(THE INPUT)

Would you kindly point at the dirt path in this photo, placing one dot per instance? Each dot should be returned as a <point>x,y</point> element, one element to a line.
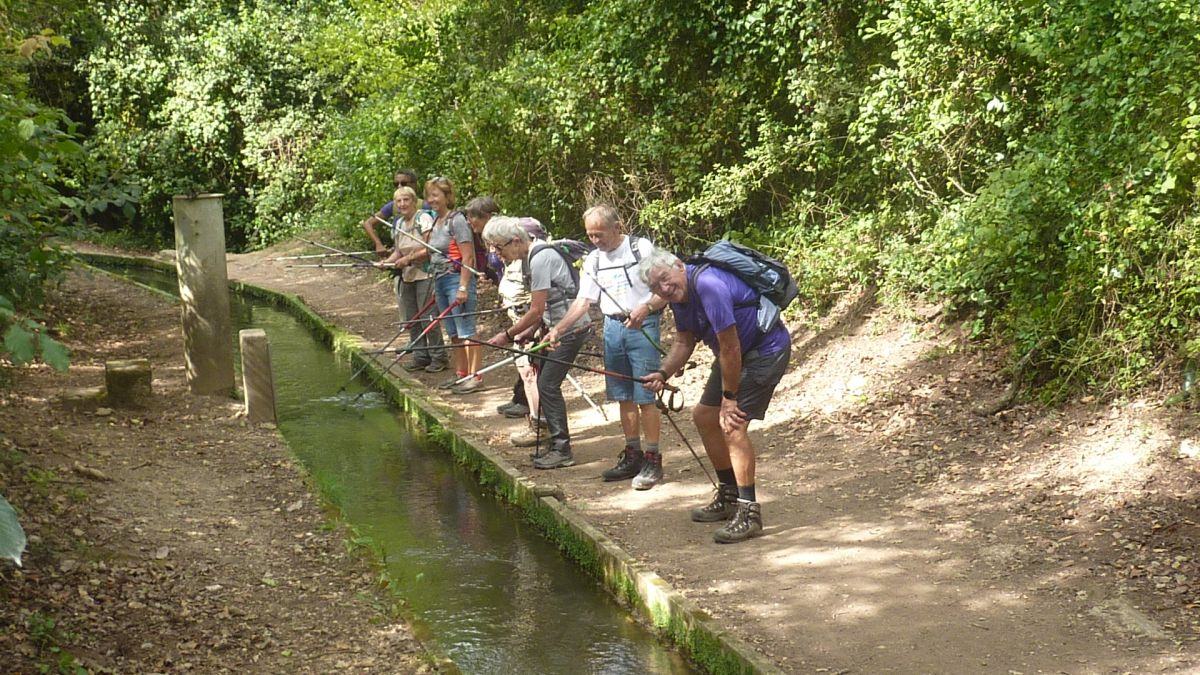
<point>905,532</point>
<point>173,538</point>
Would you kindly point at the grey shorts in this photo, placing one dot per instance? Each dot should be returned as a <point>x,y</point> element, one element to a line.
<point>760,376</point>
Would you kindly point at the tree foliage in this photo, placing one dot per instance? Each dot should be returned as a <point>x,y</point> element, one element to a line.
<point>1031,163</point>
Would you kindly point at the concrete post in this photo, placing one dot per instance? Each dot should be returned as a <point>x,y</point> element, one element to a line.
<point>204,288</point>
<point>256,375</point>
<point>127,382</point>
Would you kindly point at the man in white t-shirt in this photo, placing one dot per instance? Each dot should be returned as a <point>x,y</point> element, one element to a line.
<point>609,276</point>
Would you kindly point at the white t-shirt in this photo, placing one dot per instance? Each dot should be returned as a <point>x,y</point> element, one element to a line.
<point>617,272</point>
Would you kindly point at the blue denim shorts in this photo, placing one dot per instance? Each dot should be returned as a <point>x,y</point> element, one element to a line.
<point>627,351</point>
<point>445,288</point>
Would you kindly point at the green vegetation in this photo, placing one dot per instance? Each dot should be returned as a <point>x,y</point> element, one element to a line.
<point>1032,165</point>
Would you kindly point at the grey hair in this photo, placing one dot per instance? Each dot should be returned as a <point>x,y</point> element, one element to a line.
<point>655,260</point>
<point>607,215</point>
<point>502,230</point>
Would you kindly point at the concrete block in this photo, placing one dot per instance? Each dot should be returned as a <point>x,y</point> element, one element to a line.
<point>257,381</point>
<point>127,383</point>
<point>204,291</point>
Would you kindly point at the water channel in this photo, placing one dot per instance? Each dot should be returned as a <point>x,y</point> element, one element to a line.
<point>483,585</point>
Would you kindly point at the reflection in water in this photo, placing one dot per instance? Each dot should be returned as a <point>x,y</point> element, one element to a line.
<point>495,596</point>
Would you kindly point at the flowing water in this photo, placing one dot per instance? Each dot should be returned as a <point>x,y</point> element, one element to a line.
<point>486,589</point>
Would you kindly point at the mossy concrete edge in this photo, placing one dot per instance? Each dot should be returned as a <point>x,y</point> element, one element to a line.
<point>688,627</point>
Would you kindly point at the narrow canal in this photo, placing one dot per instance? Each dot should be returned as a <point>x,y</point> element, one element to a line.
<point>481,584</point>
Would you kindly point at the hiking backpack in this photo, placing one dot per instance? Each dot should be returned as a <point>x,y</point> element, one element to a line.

(End THE INPUT)

WHAT YOU HAVE TO DO
Could you retype all the entries above exactly, without the pictures?

SOLVED PROBLEM
Would you kindly point at the dirt path in this photo, placing one dot per instance? Each dot should be returned as a <point>x,y</point> element, one element to a line.
<point>905,532</point>
<point>173,538</point>
Would you kindly point at the grey shorts in this photo, placing one dot per instance? Each dot should be returned as a <point>x,y</point> element, one element to a line.
<point>760,376</point>
Would you kindly point at the tree foliage in this photo, placing one dot per instance? Each dot should be returned as a <point>x,y</point> element, one element to a line.
<point>1031,163</point>
Would you kindly point at the concrete post in this photo, placing one dot per instance? Each dot should be returned as a <point>x,y</point> element, one element to a line.
<point>204,288</point>
<point>256,375</point>
<point>127,382</point>
Would you kindly point at the man in white t-shirt in this photo, placing one dot per instance? Each dot should be returned as a <point>x,y</point> element, one element to a line.
<point>609,276</point>
Would you kindly point at the white t-shirt in this photo, placing one dot per instance? Each dot should be returned as a <point>x,y</point> element, one element to a line.
<point>617,272</point>
Would you kindly point at the blue denim shorts in this photo, placing one dot per instance? Each dot should be returned as a <point>x,y</point> element, one element to a line.
<point>627,351</point>
<point>445,288</point>
Would you kindly point at the green vegetation in this photo, placing one dot per instance? Each dot should be returned as a <point>x,y</point> element, one element to a line.
<point>1032,165</point>
Would you kindly point at the grey hair in this photo, placing one dot per instance? Each dot should be returned as a <point>x,y</point> element, one element to a line.
<point>655,260</point>
<point>607,215</point>
<point>502,230</point>
Would you kindly point at the concrete block in this photo, placing one dot per instance? Each dot should be returned as a <point>x,y</point> element, one element to a line.
<point>257,381</point>
<point>127,383</point>
<point>204,291</point>
Would you kindly point at the water channel in this photo, placing one dot per instance? Each dot should be returned as a <point>x,y</point> element, one element to a line.
<point>483,585</point>
Would you kindly point at the reflection in water in this photo, placing one dot per instance? Each dot should be returned as a <point>x,y</point> element, one element to a line.
<point>495,596</point>
Would you kindly point at the flowing water in this photo, placing one dot per instance? Each dot should be returned as a <point>x,y</point> element, one element to a line.
<point>486,589</point>
Would you kindly point at the mossy concrete edge in this photo, placing one dot per instance? Each dot should be returned as a <point>x,y</point> element, one element to a line.
<point>688,627</point>
Would you kindly point at the narrow canal in this photo, placing one dot per instance? Each dot should be returned as a <point>x,y</point> element, one element to a line.
<point>481,584</point>
Would you kindly point at the hiking backpack in this photo, placing one dot per instance? Each dot should be returned as a <point>x,y</point> element, one element to a line.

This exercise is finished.